• TEXT SEGMENT:
····················
If knowledge is power...

You don’t have to but it’s there to prevent the twisting of definitions for words. It prevents basically what you’re trying to do right now.

It’s not a bible either, it’s not a holy tome or really authoritative.

So now you’re claiming that games are not “problems” or “intentionally intelligent stimuli”?

No I am claiming that the meaning of problems that I am saying here in this thread is not the same as what you’re saying.

As a game maker, it’s true, games are intentionally created problems and intentionally intellectual stimuli.

So I appreciate your participation in this thread. And I also assert that game making requires wisdom, and is not foolish, as you seemed to indicate earlier. Wisdom requires construction of problems equally as well deconstruction of problems.

It requires intelligence and creativity, i’d not say it is wisdom.

You have a different idea of problems than what I am saying.
····················
• GIVEN ENTRIES:
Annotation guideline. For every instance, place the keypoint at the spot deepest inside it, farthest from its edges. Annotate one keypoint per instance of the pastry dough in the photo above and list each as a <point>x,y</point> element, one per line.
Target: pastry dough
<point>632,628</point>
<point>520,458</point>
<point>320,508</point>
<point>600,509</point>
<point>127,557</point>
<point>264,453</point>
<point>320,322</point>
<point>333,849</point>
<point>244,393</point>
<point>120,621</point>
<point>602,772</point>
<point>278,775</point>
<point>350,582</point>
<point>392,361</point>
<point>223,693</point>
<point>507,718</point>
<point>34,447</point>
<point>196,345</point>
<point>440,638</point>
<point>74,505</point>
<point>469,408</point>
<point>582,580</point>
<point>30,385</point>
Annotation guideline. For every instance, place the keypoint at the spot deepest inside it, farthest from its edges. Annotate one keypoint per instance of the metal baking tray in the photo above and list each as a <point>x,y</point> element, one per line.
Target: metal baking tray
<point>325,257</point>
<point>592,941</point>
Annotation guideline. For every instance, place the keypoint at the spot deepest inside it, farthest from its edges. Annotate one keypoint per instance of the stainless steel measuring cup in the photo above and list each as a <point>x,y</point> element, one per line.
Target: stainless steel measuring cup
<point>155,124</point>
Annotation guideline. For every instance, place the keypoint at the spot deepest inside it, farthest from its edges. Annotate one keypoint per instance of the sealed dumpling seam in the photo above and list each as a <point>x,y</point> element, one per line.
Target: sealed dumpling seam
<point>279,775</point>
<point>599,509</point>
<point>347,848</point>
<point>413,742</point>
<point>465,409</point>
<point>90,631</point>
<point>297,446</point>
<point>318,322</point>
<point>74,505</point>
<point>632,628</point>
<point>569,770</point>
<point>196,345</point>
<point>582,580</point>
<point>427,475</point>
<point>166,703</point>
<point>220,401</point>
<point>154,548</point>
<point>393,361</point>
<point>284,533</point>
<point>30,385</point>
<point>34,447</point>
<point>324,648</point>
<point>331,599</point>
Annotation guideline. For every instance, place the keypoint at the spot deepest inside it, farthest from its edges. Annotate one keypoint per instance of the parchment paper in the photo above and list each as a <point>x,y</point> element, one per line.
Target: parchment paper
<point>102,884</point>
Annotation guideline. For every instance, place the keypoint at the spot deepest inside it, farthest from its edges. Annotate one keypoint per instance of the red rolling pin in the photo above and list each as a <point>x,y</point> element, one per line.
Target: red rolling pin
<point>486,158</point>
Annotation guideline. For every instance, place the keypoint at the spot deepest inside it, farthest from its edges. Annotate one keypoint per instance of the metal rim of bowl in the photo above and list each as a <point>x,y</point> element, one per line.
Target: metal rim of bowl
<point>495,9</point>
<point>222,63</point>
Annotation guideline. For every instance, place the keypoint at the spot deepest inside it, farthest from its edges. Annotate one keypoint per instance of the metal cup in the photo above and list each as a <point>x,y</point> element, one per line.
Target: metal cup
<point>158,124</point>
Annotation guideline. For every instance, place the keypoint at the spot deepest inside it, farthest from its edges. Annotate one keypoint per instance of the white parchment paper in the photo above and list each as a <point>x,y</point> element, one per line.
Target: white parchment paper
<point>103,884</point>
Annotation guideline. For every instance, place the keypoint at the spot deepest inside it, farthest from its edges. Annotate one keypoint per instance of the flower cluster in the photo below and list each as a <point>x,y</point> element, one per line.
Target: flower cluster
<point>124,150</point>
····················
• REQUIRED WORK: Output the full discussion about whether game making requires wisdom, word for word. The records are unrelated material and play no part in this exercise.

• FINAL RESULT:
If knowledge is power...

You don’t have to but it’s there to prevent the twisting of definitions for words. It prevents basically what you’re trying to do right now.

It’s not a bible either, it’s not a holy tome or really authoritative.

So now you’re claiming that games are not “problems” or “intentionally intelligent stimuli”?

No I am claiming that the meaning of problems that I am saying here in this thread is not the same as what you’re saying.

As a game maker, it’s true, games are intentionally created problems and intentionally intellectual stimuli.

So I appreciate your participation in this thread. And I also assert that game making requires wisdom, and is not foolish, as you seemed to indicate earlier. Wisdom requires construction of problems equally as well deconstruction of problems.

It requires intelligence and creativity, i’d not say it is wisdom.

You have a different idea of problems than what I am saying.